Supreme Court of Appeal proceedings

Berzack appealed the high court judgment on two main grounds, namely that the high court was incorrect in interpreting clause P on a narrow ground that, in the absence of proof that the servitude in the title deed described the element of utilitas, the servitude was therefore personal and not praedial in nature. Berzack contended that the interpretation by the high court was inconsistent with the plain language of the servitude, the intention of all relevant parties when the servitude was first registered, and subsequent registrations against the title deeds prior to the transfer of the property to the respondent. Berzack further contended that the high court’s failure to take into account the fact that the existing servitude was in favour of the Berzack property and therefore increased the economic potential of the Berzack property.

Huntrex contended that there is an absence of utilitas in clause P of the servitude and that the garden servitude in question is not one of the recognised traditional servitudes, such as a right or way or access to drinking water on land that belongs to another. In reliance on this, they argued that the existing servitude was therefore a personal one of usus, which could not be registered against the title deed as in section 66 of the Deeds Registries Act.

Interpretation of servitudes

The SCA, in a majority judgment penned by Nhlangulela AJA, found that the high court was incorrect in failing to interpret clause P in light of the grammatical meaning of the words in the context, the purpose, and the background circumstances under which the servitude was created by Berzack and Wellens in 1983. The narrow interpretation by the high court of the meaning of utilitas misconstrued its meaning and removed “the aspects of what a praedial servitude was, which resulted in a constrained meaning given to each of those subclauses and mischaracterising the praedial servitude as a personal servitude of usus.”
_ _ _ _ _ _ _
Written exercise A:
Answer these from the appeal summary:
(i) Under which section of which Act did Huntrex say the servitude could not be registered?
(ii) Who wrote the majority judgment of the SCA?
(iii) In what year was the servitude created, and by whom?
Written exercise B:
Using the appeal summary, explain why Huntrex argued that the existing servitude could not be registered against the title deed.
Written exercise C:
Based on the appeal summary, say whether each statement is correct:
(i) Berzack appealed on three main grounds.
(ii) The SCA held that the high court was wrong not to read clause P in light of its context, purpose, and background.
(iii) Huntrex called the garden servitude a recognised traditional servitude.

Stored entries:
_ _ _ _ _ _ _
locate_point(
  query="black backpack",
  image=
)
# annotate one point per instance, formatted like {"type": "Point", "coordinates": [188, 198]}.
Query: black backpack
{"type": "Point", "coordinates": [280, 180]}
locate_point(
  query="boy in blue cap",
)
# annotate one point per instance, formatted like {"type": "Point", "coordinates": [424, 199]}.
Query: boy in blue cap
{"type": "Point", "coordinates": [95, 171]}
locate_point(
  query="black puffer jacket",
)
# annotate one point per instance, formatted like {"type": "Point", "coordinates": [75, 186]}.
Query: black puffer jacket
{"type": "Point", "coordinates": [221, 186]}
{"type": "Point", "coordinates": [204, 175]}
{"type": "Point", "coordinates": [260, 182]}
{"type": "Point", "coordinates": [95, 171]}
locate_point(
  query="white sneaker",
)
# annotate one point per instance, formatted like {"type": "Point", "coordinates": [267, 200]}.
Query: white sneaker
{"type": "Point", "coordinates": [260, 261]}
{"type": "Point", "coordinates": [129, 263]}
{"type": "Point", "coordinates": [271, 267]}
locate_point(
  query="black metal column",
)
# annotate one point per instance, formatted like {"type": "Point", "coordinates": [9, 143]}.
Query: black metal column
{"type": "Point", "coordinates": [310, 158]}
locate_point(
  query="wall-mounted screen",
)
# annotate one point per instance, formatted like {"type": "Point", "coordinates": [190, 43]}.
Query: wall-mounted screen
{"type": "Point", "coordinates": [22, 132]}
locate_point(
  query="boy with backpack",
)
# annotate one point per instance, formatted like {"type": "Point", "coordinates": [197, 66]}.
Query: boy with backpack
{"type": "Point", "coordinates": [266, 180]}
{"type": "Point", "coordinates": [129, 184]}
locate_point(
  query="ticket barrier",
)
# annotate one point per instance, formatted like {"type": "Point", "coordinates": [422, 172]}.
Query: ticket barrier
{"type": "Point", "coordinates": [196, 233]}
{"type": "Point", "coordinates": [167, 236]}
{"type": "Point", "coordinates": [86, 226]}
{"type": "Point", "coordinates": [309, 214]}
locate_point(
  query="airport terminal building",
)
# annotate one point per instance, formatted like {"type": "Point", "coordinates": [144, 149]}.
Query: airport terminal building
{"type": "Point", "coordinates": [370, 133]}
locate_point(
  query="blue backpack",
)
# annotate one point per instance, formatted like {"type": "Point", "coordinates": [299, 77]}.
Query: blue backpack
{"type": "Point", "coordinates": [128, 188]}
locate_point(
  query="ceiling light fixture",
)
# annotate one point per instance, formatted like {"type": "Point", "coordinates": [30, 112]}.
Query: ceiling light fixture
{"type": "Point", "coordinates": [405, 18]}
_ _ _ _ _ _ _
Exercise response A:
(i) Section 66 of the Deeds Registries Act.
(ii) Nhlangulela AJA.
(iii) In 1983, by Berzack and Wellens.

Exercise response B:
Huntrex said clause P lacked utilitas, and that the garden servitude was not a recognised traditional servitude like a right of way or access to drinking water. On that basis it argued the servitude was a personal one of usus. Under section 66 of the Deeds Registries Act, such a servitude could not be registered against the title deed.

Exercise response C:
(i) No: "Berzack appealed the high court judgment on two main grounds"
(ii) Yes: "found that the high court was incorrect in failing to interpret clause P in light of the grammatical meaning of the words in the context, the purpose, and the background circumstances"
(iii) No: "the garden servitude in question is not one of the recognised traditional servitudes"